### Problem
From the line that includes "INSTRUCTION = locate a point on each instance of the pale" to the closing line of the data, please transcribe every line exactly and add nothing.

### Data provided
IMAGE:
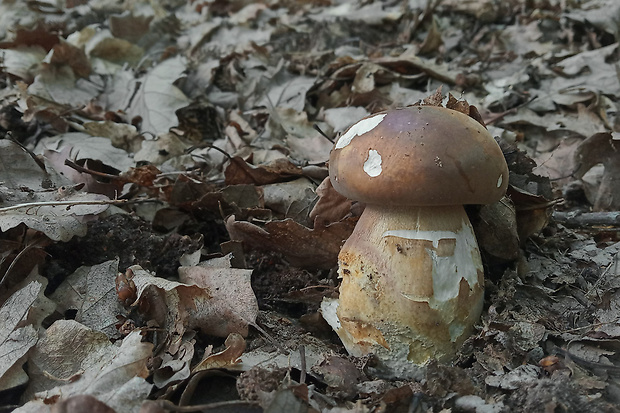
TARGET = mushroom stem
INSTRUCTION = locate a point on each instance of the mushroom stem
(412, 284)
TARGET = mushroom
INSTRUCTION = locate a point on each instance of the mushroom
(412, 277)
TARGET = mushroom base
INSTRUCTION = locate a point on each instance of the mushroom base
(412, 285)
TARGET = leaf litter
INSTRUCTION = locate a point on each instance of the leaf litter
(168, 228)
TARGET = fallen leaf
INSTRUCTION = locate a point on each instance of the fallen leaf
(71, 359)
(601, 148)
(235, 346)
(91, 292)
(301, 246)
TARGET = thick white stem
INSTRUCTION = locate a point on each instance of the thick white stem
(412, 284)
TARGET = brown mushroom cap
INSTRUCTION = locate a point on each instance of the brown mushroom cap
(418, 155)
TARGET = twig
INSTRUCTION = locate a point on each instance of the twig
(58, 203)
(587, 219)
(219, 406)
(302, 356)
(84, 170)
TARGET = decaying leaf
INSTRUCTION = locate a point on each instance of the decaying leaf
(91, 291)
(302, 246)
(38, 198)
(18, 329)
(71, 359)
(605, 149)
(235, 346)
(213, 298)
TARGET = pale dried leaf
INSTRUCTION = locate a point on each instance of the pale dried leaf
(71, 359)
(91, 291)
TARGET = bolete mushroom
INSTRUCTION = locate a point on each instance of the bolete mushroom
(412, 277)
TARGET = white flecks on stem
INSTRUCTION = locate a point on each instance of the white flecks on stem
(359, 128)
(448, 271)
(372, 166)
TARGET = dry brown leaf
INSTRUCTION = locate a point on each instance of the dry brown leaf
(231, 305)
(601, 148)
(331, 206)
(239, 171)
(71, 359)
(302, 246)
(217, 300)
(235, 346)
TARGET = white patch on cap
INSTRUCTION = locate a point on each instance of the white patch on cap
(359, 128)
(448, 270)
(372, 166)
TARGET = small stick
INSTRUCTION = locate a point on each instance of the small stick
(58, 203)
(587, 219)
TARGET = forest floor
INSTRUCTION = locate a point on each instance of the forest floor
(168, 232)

### Exercise output
INSTRUCTION = locate a point on each instance of the pale dried leaf
(71, 359)
(91, 291)
TARGET = bolete mushroom
INSTRUCTION = locate a point on each instance of the bolete mushroom
(412, 277)
TARGET = white flecks on stem
INSTRUCTION = locate a point on each instance of the white flecks on stem
(359, 128)
(448, 271)
(372, 166)
TARGET = dry brown leaf
INSTRUCTION = locate a point on each instance of the dry brown leaf
(231, 305)
(601, 148)
(331, 206)
(239, 171)
(71, 359)
(302, 246)
(217, 300)
(235, 346)
TARGET = white patch on cap
INSTRUCTION = locate a point on each instance of the white patch on cap
(359, 128)
(448, 270)
(372, 166)
TARGET = small stick
INSTRUCTION = locate a point on each instance of the small stick
(58, 203)
(587, 219)
TARGET = forest floor
INSTRUCTION = locate a point on each instance of the forest floor
(168, 232)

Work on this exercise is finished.